## Description of the task
What share of a colony's population do worker bees make up, according to the honeybee passage below?

──────── Given passage

Honeybees are flying insects, and close relatives of wasps and ants. They are found on every continent on earth, except for Antarctica.
Bees of all varieties live on nectar and pollen. Without bees, pollination would be difficult and time consuming it is estimated that one-third of the human food supply depends on insect pollination. Bees have a long, straw-like tongue called a probiscus that allows them to drink the nectar from deep within blossoms. Bees are also equipped with two wings, two antennae, and three segmented body parts (the head, the thorax, and the abdomen). Honeybees are social insects that live in colonies. The hive population consists of a single queen, a few hundred drones, and thousands of worker bees.
The honeybees we know and love here at Honeybee Centre forage for nectar and pollen from flowering plants. They use the nectar collected to create our favourite sweet treat - honey! When carrying the nectar back to the hive, their bodies break down the complex sucrose of the nectar into two simple sugars, fructose and glucose. Tucking it neatly into a honeycomb cell, the bees will then beat their wings furiously over top of this syrupy sweet liquid to fan out the moisture and thicken the substance. When it is complete, the bees will cap that cell with beeswax, sealing the perfected honey for consumption later on.
Worker bees are the most familiar-looking member of the honeybee hive, as they make up about 99% of each colony's population. Worker bees are all female, and they do almost everything for the hive. From birth to her death 45 days later, the worker bee is given different tasks to do during different stages of her life.
Worker bees are responsible for everything from feeding the larvae (the baby bees), to tending to the queen, to cleaning the hive, to collecting food, to guarding the colony, to building honeycomb.
The stinger of the worker bee is barbed, so when she is forced to defend herself or the hive, her stinger will become stuck in the skin of her victim. She is unable to pull it out, and dies when she inevitably tears herself away from the stuck stinger, leaving it behind with the venom sack still pumping venom into her victim. Consequently, honeybees are very gentle - they don't want to die any more than you want to be stung. Be nice to them, and they'll be nice to you.
Male bees are called drones. Their job is to mate with queens from other hives. If they do get the opportunity to mate, they die immediately afterwards.
If they do not mate, they can live up to 90 days (that's twice as long as a worker bee!)
You can identify drones in the hive by their big round bodies and large eyes. Drones are incapable of stinging.

────────────────
──────── Data

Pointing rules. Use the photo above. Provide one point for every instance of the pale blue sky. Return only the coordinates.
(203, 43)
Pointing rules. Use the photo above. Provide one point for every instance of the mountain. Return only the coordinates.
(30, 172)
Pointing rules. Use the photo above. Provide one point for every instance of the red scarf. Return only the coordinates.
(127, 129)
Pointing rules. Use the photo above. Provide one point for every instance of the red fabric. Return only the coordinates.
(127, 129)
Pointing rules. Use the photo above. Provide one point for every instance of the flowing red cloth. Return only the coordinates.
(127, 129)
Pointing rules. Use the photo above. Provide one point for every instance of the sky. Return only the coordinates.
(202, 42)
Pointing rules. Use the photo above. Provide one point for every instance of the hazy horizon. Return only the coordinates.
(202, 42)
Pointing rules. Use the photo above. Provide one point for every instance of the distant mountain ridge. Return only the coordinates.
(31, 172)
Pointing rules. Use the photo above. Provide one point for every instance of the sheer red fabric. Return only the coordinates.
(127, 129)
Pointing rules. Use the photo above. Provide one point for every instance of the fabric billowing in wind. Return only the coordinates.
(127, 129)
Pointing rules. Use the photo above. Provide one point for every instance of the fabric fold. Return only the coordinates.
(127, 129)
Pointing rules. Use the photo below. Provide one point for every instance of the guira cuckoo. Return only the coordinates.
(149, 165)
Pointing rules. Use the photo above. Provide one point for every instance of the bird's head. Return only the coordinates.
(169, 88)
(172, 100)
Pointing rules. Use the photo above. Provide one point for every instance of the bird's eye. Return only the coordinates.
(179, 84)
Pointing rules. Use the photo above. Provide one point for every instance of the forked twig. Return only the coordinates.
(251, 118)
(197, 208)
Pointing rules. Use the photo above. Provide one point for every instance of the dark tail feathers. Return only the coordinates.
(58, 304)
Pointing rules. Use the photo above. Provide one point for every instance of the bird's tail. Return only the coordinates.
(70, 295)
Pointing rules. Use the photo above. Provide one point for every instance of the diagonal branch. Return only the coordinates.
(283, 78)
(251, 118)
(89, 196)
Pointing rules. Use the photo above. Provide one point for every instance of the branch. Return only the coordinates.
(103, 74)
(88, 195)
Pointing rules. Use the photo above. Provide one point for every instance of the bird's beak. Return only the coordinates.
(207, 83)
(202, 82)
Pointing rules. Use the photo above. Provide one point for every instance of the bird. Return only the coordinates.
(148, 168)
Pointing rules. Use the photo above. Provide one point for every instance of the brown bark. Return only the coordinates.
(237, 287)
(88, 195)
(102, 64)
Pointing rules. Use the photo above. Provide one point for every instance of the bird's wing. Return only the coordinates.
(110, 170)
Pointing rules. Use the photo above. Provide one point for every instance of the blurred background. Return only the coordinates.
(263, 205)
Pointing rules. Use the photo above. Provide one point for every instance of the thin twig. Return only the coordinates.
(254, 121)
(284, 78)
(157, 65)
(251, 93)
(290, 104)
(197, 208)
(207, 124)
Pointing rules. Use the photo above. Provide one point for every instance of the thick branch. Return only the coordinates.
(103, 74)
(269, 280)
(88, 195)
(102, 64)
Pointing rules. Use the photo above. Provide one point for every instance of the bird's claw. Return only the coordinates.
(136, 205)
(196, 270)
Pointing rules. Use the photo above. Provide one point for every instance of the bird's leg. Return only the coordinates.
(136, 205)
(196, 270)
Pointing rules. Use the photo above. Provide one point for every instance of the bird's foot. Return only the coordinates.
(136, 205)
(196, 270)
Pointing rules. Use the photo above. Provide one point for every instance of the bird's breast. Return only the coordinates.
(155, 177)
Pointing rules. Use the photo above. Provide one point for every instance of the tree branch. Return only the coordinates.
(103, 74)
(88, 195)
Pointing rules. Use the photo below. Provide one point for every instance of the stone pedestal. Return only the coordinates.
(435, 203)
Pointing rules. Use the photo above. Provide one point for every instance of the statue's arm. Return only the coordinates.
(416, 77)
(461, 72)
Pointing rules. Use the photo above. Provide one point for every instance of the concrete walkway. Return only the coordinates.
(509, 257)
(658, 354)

────────────────

## Exercise answer
About 99%.